--- EXERCISE GOAL ---
Please copy out every line of the data word for word.

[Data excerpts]
|---|
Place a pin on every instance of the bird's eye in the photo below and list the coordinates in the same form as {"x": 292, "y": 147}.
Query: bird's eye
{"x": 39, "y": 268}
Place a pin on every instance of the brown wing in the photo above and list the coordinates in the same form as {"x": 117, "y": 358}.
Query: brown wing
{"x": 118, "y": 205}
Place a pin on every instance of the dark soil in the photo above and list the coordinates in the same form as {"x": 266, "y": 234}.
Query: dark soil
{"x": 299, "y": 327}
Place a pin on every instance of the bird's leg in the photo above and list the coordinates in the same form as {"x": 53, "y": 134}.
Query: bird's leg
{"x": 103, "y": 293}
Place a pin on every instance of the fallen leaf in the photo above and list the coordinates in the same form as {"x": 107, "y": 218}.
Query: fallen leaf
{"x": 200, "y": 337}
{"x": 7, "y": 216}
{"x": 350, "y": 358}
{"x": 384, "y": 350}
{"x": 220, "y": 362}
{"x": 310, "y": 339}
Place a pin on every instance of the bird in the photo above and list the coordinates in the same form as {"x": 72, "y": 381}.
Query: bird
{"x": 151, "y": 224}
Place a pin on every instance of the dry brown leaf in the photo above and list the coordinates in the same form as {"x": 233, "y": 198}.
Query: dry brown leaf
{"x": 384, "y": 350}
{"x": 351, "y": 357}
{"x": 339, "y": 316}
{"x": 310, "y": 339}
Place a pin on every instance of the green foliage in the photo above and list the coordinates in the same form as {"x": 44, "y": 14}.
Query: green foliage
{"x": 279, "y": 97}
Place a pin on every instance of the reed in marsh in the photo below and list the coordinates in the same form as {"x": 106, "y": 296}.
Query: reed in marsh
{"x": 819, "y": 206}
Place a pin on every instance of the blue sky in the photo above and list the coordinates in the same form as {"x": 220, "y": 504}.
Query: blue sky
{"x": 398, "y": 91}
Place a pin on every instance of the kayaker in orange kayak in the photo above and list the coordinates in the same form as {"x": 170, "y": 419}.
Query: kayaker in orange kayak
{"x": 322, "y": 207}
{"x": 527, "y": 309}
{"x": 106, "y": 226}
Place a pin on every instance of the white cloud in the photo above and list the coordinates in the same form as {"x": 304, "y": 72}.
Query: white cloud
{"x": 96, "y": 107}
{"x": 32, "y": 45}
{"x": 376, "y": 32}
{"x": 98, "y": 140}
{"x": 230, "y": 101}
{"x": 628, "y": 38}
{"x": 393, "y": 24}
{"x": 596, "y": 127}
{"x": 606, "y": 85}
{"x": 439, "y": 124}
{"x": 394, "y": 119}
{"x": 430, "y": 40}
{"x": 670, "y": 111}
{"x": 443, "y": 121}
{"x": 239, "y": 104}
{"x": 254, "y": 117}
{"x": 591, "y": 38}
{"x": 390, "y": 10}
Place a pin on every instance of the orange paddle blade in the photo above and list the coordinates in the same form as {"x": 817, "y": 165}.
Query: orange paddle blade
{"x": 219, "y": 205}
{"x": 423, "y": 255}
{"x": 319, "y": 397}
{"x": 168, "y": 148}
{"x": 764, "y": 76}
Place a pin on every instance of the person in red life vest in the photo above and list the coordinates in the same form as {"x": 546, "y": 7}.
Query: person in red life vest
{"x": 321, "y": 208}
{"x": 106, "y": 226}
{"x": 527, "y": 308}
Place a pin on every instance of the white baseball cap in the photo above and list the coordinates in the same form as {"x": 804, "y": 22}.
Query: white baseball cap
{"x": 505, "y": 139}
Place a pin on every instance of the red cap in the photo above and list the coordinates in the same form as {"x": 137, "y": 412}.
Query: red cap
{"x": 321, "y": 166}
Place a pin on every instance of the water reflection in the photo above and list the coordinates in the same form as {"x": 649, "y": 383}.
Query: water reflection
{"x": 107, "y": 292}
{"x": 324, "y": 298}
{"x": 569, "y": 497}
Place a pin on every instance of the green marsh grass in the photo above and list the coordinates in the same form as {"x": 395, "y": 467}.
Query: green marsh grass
|---|
--- RESPONSE TO THIS EXERCISE ---
Place a pin on every instance of the bird's eye in the photo below and list the coordinates in the same form as {"x": 292, "y": 147}.
Query: bird's eye
{"x": 39, "y": 268}
Place a pin on every instance of the brown wing in the photo above and list the coordinates in the same form as {"x": 117, "y": 358}.
Query: brown wing
{"x": 118, "y": 205}
Place a pin on every instance of the dark soil in the photo above and list the coordinates in the same form as {"x": 266, "y": 234}.
Query: dark soil
{"x": 299, "y": 327}
Place a pin on every instance of the bird's leg in the photo above and list the coordinates in the same form as {"x": 53, "y": 134}.
Query: bird's leg
{"x": 103, "y": 293}
Place a pin on every instance of the fallen leaf in the photo above and list the coordinates in the same form as {"x": 107, "y": 218}.
Query: fallen leaf
{"x": 200, "y": 337}
{"x": 7, "y": 216}
{"x": 350, "y": 358}
{"x": 384, "y": 350}
{"x": 220, "y": 362}
{"x": 310, "y": 339}
Place a pin on every instance of the bird in the photo above and list the coordinates in the same form as {"x": 72, "y": 381}.
Query: bird
{"x": 151, "y": 224}
Place a pin on every instance of the dry brown leaf in the photo above and list the coordinates in the same form as {"x": 233, "y": 198}.
Query: dry brown leaf
{"x": 384, "y": 350}
{"x": 351, "y": 357}
{"x": 339, "y": 316}
{"x": 310, "y": 339}
Place a pin on every instance of the green foliage in the photo above and list the coordinates in the same form as {"x": 44, "y": 14}.
Query: green foliage
{"x": 279, "y": 97}
Place a pin on every instance of the reed in marsh in the photo below and list the coordinates in the same form as {"x": 106, "y": 296}.
Query: reed in marsh
{"x": 819, "y": 206}
Place a pin on every instance of the blue sky in the photo above and list the coordinates in the same form as {"x": 220, "y": 504}.
Query: blue sky
{"x": 398, "y": 91}
Place a pin on every instance of the kayaker in orange kayak in the photo above and list the coordinates in the same form as {"x": 170, "y": 419}.
Query: kayaker in orange kayak
{"x": 322, "y": 207}
{"x": 527, "y": 309}
{"x": 106, "y": 226}
Place a pin on every instance of the white cloud in the photo above and list the coordinates in the same form as {"x": 304, "y": 72}.
Query: white cloud
{"x": 96, "y": 107}
{"x": 32, "y": 45}
{"x": 376, "y": 32}
{"x": 98, "y": 140}
{"x": 230, "y": 101}
{"x": 628, "y": 38}
{"x": 393, "y": 24}
{"x": 596, "y": 127}
{"x": 606, "y": 85}
{"x": 439, "y": 124}
{"x": 394, "y": 119}
{"x": 430, "y": 40}
{"x": 670, "y": 111}
{"x": 443, "y": 121}
{"x": 239, "y": 104}
{"x": 254, "y": 117}
{"x": 591, "y": 38}
{"x": 390, "y": 10}
Place a pin on every instance of the orange paddle blade in the photo above and list the coordinates in the same form as {"x": 817, "y": 165}.
Query: orange paddle blade
{"x": 219, "y": 205}
{"x": 423, "y": 255}
{"x": 319, "y": 397}
{"x": 168, "y": 148}
{"x": 764, "y": 76}
Place a pin on every instance of the person in red life vest in the photo above and list the coordinates in the same form as {"x": 546, "y": 7}.
Query: person in red life vest
{"x": 321, "y": 208}
{"x": 106, "y": 226}
{"x": 527, "y": 308}
Place a pin on every instance of the white baseball cap in the photo above and list the coordinates in the same form as {"x": 804, "y": 22}.
Query: white baseball cap
{"x": 505, "y": 139}
Place a pin on every instance of the red cap in the photo above and list the coordinates in the same form as {"x": 137, "y": 412}.
Query: red cap
{"x": 321, "y": 166}
Place a pin on every instance of the water reflection in the photo above and list the coordinates in the same form as {"x": 649, "y": 383}.
Query: water reflection
{"x": 107, "y": 292}
{"x": 324, "y": 298}
{"x": 569, "y": 497}
Place a pin on every instance of the green marsh grass in the photo above and list the coordinates in the same form as {"x": 395, "y": 467}.
Query: green marsh grass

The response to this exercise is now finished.